Ursache für akutes Leberversagen bei Kleinkindern entdeckt

Akutes Leberversagen ist bei Kleinkindern eine seltene, aber lebensgefährliche Erkrankung.Wissenschaftler einer internationalen Kooperation unter Federführung der Technischen Universität München (TUM), des Helmholtz Zentrums München und des Universitätsklinikums Heidelberg haben jetzt durch eine genomweite Sequenzanalyse Mutationen in einem bestimmten Gen entdeckt, die mit dem Auftreten der Krankheit zusammenhängen. Betroffen war dabei der Stofftransport in der Zelle.

Akutes Leberversagen ist bei Kleinkindern eine seltene, aber lebensgefährliche...
Akutes Leberversagen ist bei Kleinkindern eine seltene, aber lebensgefährliche Erkrankung. Problematisch ist dabei vor allem, dass sie häufig sehr plötzlich zum Beispiel bei Fieber auftritt. Die genauen Ursachen hierfür sind aber in rund 50 Prozent der Fälle ungeklärt.

Daten zu Referenzausdrücken
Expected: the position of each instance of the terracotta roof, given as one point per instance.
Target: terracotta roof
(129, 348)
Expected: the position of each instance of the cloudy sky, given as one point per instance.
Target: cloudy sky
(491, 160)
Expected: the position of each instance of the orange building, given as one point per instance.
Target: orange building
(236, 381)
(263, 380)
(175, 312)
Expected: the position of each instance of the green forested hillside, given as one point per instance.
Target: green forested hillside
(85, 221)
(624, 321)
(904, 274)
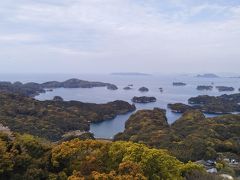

• _TEILE DER ÜBUNG_
A. In welchem Anteil der Fälle sind laut dem Text über akutes Leberversagen bei Kleinkindern die genauen Ursachen ungeklärt?
B. Knüpfen Sie an den Text über akutes Leberversagen bei Kleinkindern an, und schreiben Sie ihn ab seinem letzten Satz weiter.

• _AUSGABEN NACH REIHENFOLGE_
A. In rund 50 Prozent der Fälle.

B.
Quelle: panthermedia.net/Sebastian Kaulitzki

Als seltene Erkrankungen gelten laut EU-Definition Krankheiten, an denen weniger als fünf von 10.000 Menschen leiden. Trotz niedriger Patientenzahlen sind diese Erkrankungen, zu denen auch das wiederkehrende akute Leberversagen gehört, in den letzten Jahren in den Fokus der Forschung gerückt. Der Grund: Viele sind erblich bedingt und haben eine genetische Ursache, die Wissenschaftler ermitteln können. Diese Erkenntnisse können auch wichtige Rückschlüsse auf Stoffwechselabläufe in gesunden Menschen liefern oder als Modellsystem für andere Erkrankungen dienen.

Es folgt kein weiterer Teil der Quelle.